Entries taken from a collection
——
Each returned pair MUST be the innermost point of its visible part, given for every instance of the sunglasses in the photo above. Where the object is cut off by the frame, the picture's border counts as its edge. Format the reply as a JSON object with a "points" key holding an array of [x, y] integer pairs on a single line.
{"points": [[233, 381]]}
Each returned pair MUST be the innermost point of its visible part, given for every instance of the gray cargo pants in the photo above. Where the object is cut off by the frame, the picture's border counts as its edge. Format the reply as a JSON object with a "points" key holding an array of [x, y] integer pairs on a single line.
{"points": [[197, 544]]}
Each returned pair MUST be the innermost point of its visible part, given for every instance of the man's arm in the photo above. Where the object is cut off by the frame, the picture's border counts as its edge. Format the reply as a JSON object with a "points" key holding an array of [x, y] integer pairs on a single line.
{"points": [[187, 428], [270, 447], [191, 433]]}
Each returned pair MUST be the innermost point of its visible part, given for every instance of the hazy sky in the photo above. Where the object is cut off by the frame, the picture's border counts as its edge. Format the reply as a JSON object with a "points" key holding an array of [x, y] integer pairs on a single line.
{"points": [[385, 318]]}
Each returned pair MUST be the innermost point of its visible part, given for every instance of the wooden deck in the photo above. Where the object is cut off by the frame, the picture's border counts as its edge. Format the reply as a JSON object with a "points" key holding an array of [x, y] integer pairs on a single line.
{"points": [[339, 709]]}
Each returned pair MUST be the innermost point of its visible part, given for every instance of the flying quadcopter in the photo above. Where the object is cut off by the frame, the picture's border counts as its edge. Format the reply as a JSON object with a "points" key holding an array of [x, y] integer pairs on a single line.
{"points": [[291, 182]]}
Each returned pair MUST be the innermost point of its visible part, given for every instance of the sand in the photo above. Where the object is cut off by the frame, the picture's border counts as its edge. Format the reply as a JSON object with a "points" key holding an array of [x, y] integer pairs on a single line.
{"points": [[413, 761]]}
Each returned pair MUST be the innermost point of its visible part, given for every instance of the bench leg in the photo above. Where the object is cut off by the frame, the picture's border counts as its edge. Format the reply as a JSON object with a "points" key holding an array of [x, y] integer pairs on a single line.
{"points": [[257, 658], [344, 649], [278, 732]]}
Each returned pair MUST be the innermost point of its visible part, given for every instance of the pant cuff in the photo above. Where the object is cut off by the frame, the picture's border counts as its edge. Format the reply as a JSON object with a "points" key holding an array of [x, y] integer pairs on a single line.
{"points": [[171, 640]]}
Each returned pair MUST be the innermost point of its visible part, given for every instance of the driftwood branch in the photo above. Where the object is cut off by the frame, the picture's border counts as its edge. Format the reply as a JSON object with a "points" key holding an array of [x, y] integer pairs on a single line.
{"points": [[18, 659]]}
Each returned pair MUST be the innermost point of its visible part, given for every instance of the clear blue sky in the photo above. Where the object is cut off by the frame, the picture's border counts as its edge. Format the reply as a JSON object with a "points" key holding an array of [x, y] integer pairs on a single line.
——
Restate the full data above, keeping each word intact.

**Result of the task**.
Each returned pair MUST be the innermost point of its visible part, given for every instance of the sunglasses in the photo above. Where the object is cut off by the frame, the picture's border counts as its edge. Format the reply as a JSON object with a "points" key holding an array of [x, y] integer pairs on a single line.
{"points": [[233, 381]]}
Each returned pair MUST be the innermost point of its visible part, given for every instance of the gray cargo pants in the photo above. Where the object is cut off by the frame, the picture's border counts as its edge. Format the reply as a JSON object with a "points" key holding an array of [x, y] integer pairs on a single line.
{"points": [[197, 544]]}
Each returned pair MUST be the innermost point of its visible part, given for every instance of the man's arm in the photo above. Where the object is cut off by the frame, the picture's border counts as its edge. Format the reply as a JSON object with a "points" key holding an array of [x, y] integer pairs on a single line.
{"points": [[187, 428], [270, 447], [191, 433]]}
Each returned pair MUST be the innermost point of its visible part, given for every instance of the hazy sky in the photo above. Where the object is cut off by the frame, the picture's border counts as its edge. Format the reply as a JSON object with a "points" key holding an array of [x, y] integer pairs on a single line.
{"points": [[385, 318]]}
Each returned pair MUST be the innermost point of its visible part, given for every instance of the wooden deck in the photo above. Where the object is cut off by the frame, the picture's border counts as its edge. Format the reply as a JSON object with a "points" key holding an array of [x, y] integer pairs on a single line.
{"points": [[339, 709]]}
Each returned pair MUST be the innermost point of its visible part, given for every instance of the flying quadcopter in the photo above. Where the object is cut off by the frame, the picture's border counts as its edge. Format the reply as a JSON object with a "points" key holding an array of [x, y] integer pairs on a single line.
{"points": [[291, 182]]}
Each returned pair MUST be the innermost point of its visible part, given for every instance of the sand in the photo above. Where the object is cut off by the frame, the picture's border counts as its edge. Format the reply as a JSON object with a "points" key holding an array of [x, y] integer pairs on a single line.
{"points": [[413, 761]]}
Each returned pair MUST be the innermost point of its visible part, given for every instance of the bench leg in the photo above. Where the object is cut off by the frame, the picture's border counts as its edge. Format the reply as a JSON object with a "points" key holding an array of [x, y] integer pairs on a single line.
{"points": [[257, 658], [344, 649], [278, 732]]}
Each returned pair MUST be the innermost point of its visible part, given for every instance of the pant cuff in the photo above. Where the object is cut off by the frame, the picture's border counts as its edge. Format the reply as a JSON object with a "points" key holding an array of [x, y] integer pairs on a single line.
{"points": [[171, 640]]}
Each returned pair MUST be the innermost point of its visible part, given for every instance of the driftwood branch in the photo above. Where the object is cut off by the frame, the picture's border counts as its edge. Format the reply as a JSON object with a "points" key holding an array of [x, y] integer pairs on a single line.
{"points": [[18, 659]]}
Each returned pair MUST be the innermost point of its visible part, given for every instance of the clear blue sky in the photo above. Where the object is cut off by the frame, the picture's border counts as its edge. Format the reply as a JSON object with a "points" key holding an array of [x, y] integer pairs on a single line.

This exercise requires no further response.